Problem to work on → I need the entries printed again word for word, without the images.

Source records →

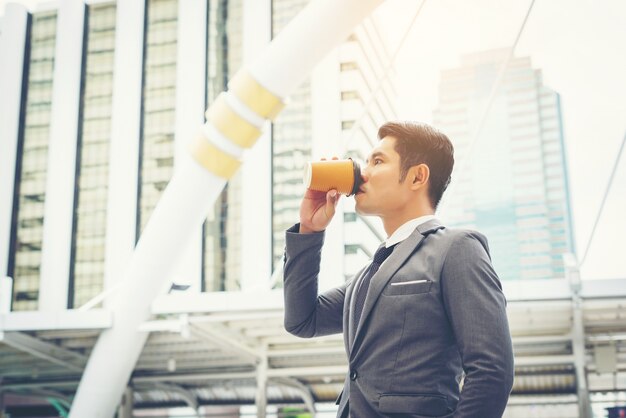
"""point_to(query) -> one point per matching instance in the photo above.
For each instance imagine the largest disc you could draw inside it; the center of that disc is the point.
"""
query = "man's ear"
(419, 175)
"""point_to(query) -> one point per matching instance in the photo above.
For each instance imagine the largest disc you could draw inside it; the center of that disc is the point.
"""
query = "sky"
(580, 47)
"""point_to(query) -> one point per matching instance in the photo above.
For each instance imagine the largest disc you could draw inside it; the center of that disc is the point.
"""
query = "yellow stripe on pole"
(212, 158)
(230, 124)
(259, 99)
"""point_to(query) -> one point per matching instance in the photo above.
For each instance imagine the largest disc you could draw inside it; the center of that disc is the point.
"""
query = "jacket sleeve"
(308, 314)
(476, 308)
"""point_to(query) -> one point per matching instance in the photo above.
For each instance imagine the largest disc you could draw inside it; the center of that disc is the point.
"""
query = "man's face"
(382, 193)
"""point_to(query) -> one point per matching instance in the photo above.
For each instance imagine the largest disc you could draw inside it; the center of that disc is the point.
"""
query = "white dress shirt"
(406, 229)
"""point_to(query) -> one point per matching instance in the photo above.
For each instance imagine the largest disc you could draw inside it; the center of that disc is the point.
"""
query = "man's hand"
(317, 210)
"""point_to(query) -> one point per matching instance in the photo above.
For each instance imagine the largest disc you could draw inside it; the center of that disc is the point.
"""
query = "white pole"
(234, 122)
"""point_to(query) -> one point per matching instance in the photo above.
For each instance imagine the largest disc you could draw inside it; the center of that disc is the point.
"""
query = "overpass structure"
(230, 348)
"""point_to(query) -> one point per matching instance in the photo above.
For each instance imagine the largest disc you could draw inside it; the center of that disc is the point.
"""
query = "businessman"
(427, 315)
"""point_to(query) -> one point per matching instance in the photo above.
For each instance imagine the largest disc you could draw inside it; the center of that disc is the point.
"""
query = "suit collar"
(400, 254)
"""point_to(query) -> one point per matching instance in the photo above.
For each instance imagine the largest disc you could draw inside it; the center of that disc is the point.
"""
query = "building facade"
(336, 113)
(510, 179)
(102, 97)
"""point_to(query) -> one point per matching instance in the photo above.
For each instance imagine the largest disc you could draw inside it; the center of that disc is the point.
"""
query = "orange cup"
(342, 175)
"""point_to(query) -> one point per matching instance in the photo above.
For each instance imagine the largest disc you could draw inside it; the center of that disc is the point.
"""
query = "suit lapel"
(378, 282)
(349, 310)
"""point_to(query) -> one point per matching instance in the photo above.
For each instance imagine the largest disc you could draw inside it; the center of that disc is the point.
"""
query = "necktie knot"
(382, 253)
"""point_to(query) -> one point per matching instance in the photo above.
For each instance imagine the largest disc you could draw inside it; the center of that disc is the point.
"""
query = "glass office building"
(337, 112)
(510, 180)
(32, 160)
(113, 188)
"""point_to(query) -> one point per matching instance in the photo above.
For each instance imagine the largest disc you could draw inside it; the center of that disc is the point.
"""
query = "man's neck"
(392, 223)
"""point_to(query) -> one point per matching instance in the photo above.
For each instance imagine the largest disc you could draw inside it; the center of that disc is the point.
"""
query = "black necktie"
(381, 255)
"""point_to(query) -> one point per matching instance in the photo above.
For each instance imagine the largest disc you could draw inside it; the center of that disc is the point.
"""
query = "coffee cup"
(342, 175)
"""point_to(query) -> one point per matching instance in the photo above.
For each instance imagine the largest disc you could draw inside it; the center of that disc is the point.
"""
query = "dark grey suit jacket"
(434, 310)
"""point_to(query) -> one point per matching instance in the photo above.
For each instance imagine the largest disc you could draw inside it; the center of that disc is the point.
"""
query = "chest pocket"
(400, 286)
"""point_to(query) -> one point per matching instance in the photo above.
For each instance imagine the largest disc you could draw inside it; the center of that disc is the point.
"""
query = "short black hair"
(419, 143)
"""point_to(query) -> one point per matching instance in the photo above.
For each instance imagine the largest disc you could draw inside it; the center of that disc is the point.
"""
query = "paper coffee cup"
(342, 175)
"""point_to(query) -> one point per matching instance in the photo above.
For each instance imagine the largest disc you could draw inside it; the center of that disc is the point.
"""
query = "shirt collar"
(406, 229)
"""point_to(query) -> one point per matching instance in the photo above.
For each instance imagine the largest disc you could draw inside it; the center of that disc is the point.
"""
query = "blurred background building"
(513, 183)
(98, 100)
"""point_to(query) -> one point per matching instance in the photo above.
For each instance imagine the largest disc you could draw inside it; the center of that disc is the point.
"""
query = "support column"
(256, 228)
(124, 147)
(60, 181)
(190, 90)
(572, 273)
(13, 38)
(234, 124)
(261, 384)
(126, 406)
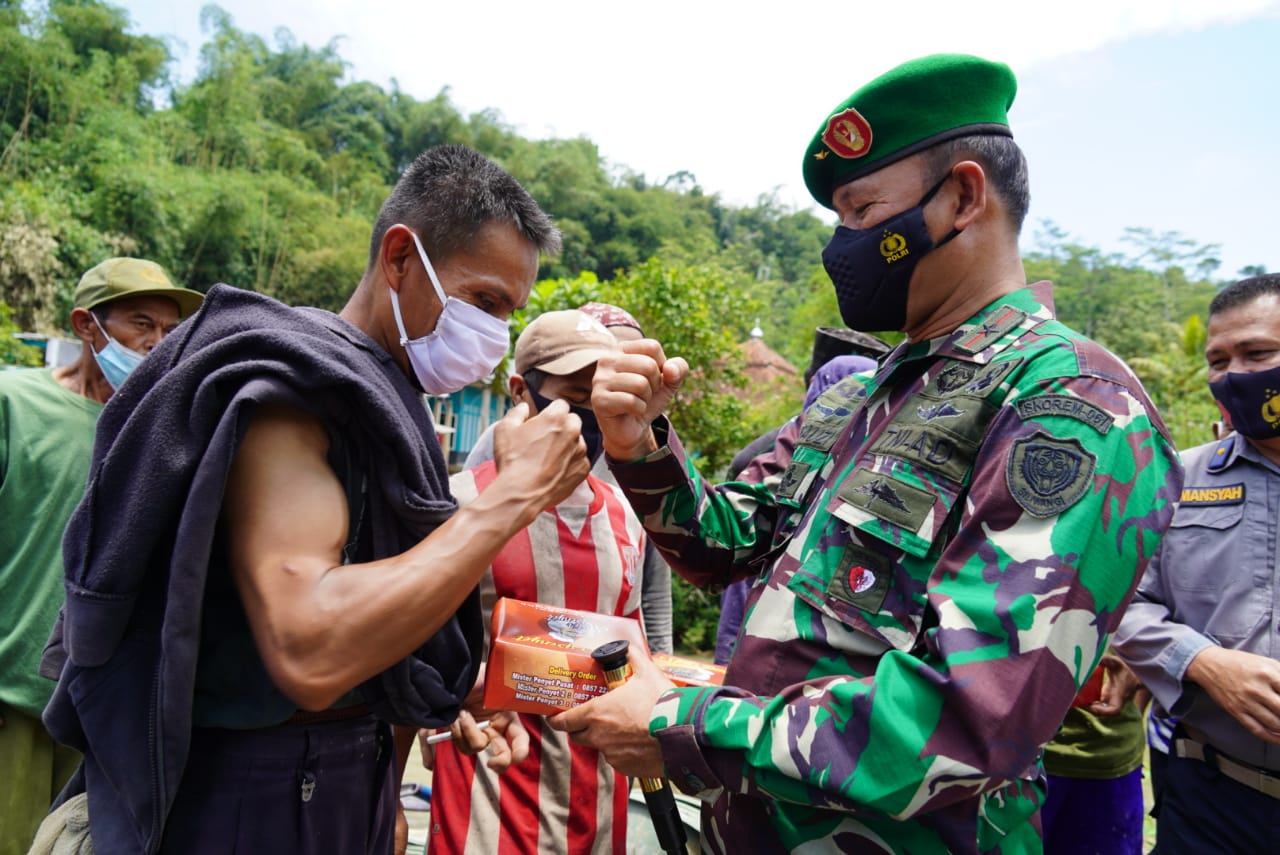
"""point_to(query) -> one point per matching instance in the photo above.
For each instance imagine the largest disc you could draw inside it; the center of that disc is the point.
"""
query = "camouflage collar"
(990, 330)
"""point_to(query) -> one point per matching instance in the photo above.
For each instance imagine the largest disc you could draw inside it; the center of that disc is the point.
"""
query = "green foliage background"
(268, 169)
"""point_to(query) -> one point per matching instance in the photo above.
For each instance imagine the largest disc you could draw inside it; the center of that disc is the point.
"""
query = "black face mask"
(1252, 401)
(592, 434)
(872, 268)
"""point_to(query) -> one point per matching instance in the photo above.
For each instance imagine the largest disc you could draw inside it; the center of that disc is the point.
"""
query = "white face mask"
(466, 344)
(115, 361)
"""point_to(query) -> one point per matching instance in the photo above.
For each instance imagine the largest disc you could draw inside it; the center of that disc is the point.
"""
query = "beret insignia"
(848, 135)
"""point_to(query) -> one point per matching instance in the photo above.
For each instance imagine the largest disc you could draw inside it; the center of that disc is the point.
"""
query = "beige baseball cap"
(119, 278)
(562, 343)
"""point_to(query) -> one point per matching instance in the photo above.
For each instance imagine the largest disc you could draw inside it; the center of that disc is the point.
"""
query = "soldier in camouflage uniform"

Answer area →
"""point_to(query) -> one point per matching instance in the photo above.
For each instance imagine the largest disc you could draw inside it; the center of that disc is the point.
"""
query = "man's ear"
(419, 175)
"""point_to(query) -> one point per matching instance in the photo above.
For each instance imagine the largest disc you could draw inside it; the center of that disc is the point.
"""
query = "sky"
(580, 47)
"""point_to(query) -> one point per matching instance in the photo above.
For each instance imagine the largest disc you could draw inside it; the center of that disc is the point.
"""
query = "yellow stripe on pole"
(212, 158)
(230, 124)
(259, 99)
"""point_to(query) -> one point per matching instance in the photo above.
For each instance imagine the largest disc you could draw inside it; the center of that disc is the point.
"""
query = "jacket sleeve"
(308, 314)
(476, 308)
"""point_to(query) -> one point per matching instance in the photo above.
For each instance imagine the largest disc you could draw inside it; the center of that disc is the point.
"""
query = "man's face"
(382, 193)
"""point_to(query) -> one point per matching instance in the photo above.
For each instance imagine the largest disc you could draw inside it; the center of that disc is the point.
"""
query = "white dress shirt"
(406, 229)
"""point_to(query) -> one point per matching instance in the photo above.
For each instance imagine the largest disc you could draw inside it; the center of that disc is the point.
"""
query = "man's hand"
(317, 210)
"""point_to(query) -> one point per matching instance in the photo above.
For each instance imagine the largest disc you could draw inside it; the center of that disc is the point.
"""
query = "white pole"
(234, 122)
"""point_to(query) -> one point per matching instance in the photo above.
For each instance imagine the largest disc you could draw inside it; the center of that disc is the point.
"""
query = "overpass structure"
(230, 348)
"""point_to(query) -> one point per matching instance in the photo above.
For each instance imagine the largest disc you could draw inside it; the center of that disc is the point.
"""
query = "businessman"
(427, 315)
"""point_to(query) -> one point per matching instance in the photo above.
For each instance imagine the largest disc you could draw inside it; the center of that disc is the point.
"""
query = "suit collar"
(400, 254)
"""point_to(query) -> one point per matching instance in the photo above.
For each instance imagine the largest disc you could draw inside it; the center of that disc is the point.
"""
query = "building facade"
(336, 113)
(510, 179)
(102, 97)
"""point_to(query) -> one point per matching instance in the photo above.
For each instance imagine the largest disc you could draw inside it; the center of that disc is the point.
"""
query = "orange cup"
(342, 175)
"""point_to(query) -> one point per matching instance in the photo above.
For each instance imagine the largest disc you could draw inside it; the center of that disc is the point.
"""
query = "suit lapel"
(378, 282)
(349, 310)
"""point_to(query) -> one point per matching instance in the photo above.
For each instance imagine the largest disc you could draw inside it; the center of that disc is the point.
"""
query = "necktie knot"
(382, 253)
"""point_to(query) -> one point per matching instance in the photo above.
For each instance imagine the largest disc you could draw inside it; the center of that disc is the point.
"""
query = "glass office building"
(337, 112)
(510, 180)
(32, 160)
(113, 188)
"""point_to(query) -> one point per matching instance in the photo above.
For each instance imagine the largest disc you could draw inside it; the center of that disc is the point.
"""
query = "man's neck"
(392, 223)
"""point_to(query) -> one point per matching instance in the photo above.
For each instance imagine the largest disc you could draw inside it; the center of that disc is the point.
"""
query = "black necktie"
(381, 255)
"""point_to(query) -> one point per matching instance in the photo above.
For each instance imagine the largest disc you could draw inside it; the center of that disc is the point.
"""
query = "coffee cup"
(342, 175)
"""point_to(query) -> one point per matching instance in the photo above.
For each instance imagine the largest disc you could draw inside it; the center of that disc is the point.
"""
query = "dark grey suit jacket"
(434, 310)
"""point_to(query) -> one point per matching instance in the photo above.
For each instance imagine the largest disc you could draw inside it; the center of that disc is the point.
"""
query = "chest pocket"
(400, 286)
"""point_to(query) -> one point per matching instance in the photo above.
For each instance imagine the largest disc you could draw inside it; the center of that disc is the point.
"""
query = "short black hair"
(419, 143)
"""point_to(query) -> one point per matching instance in the photo above.
For each instance imagine the largest disc you could draw inside it; the center of that disc is the point.
"""
query = "paper coffee cup"
(342, 175)
"""point_to(query) -> one point per matching instance in the photo above.
For each instance imagine the largest disc you could draw inside it; the center of that disc is the point.
"""
query = "shirt collar"
(406, 229)
"""point_to(query) -> one point per matching instance in the photo above.
For each instance imagine the largest disc you could draw inside it; the center of that disc is the point.
"""
query = "blurred background building"
(513, 183)
(98, 100)
"""point_to(query) -> one point per matching instance in the photo above.
For each instance imagine the largest disc you could draw inside it; the center of that disc is the point.
"""
query = "support column"
(256, 228)
(124, 147)
(60, 181)
(190, 90)
(572, 273)
(13, 38)
(234, 124)
(261, 384)
(126, 406)
"""point_to(query) -> one point per matching instance in the photo above.
For each instance imagine the largest disc you could draw inside it; the center of that disc is the point.
"""
query = "camouflage collar"
(990, 330)
"""point_to(query) -> one point per matching instance in the photo above.
For each instance imagine the largest disc you could draw inside it; the center of that disc is the point.
"""
query = "green foliage background"
(268, 169)
"""point_to(query) -> one point per matching instance in the photo above.
For each instance imagine the largest disc you could draw inside it; the center of that disc is the point.
"""
query = "black face mask"
(1252, 401)
(592, 434)
(872, 268)
"""point_to(query) -> one point per matching instance in the photo above.
For each instance imagine the largest disc you could draw inside it; the center of that disc is the point.
"""
query = "white face mask"
(466, 344)
(115, 361)
"""point_to(query) -> one point per matching instance in the photo above.
For each instance imagine the largest disc you could draw inside it; the center of that disc is the point.
"""
query = "beret insignia"
(848, 135)
"""point_to(query) -> one point per matching instance in the photo above.
For each instance imagine the largest disc you could draw inside it; the center of that disc is the point.
"""
query = "beige baseball cap"
(119, 278)
(562, 343)
"""point_to(query) -> one point per matching instance in the photo above.
For each instance imagine the largest disc you could draw inside it; the center of that disc is the point.
"""
query = "soldier in camouflage uniform"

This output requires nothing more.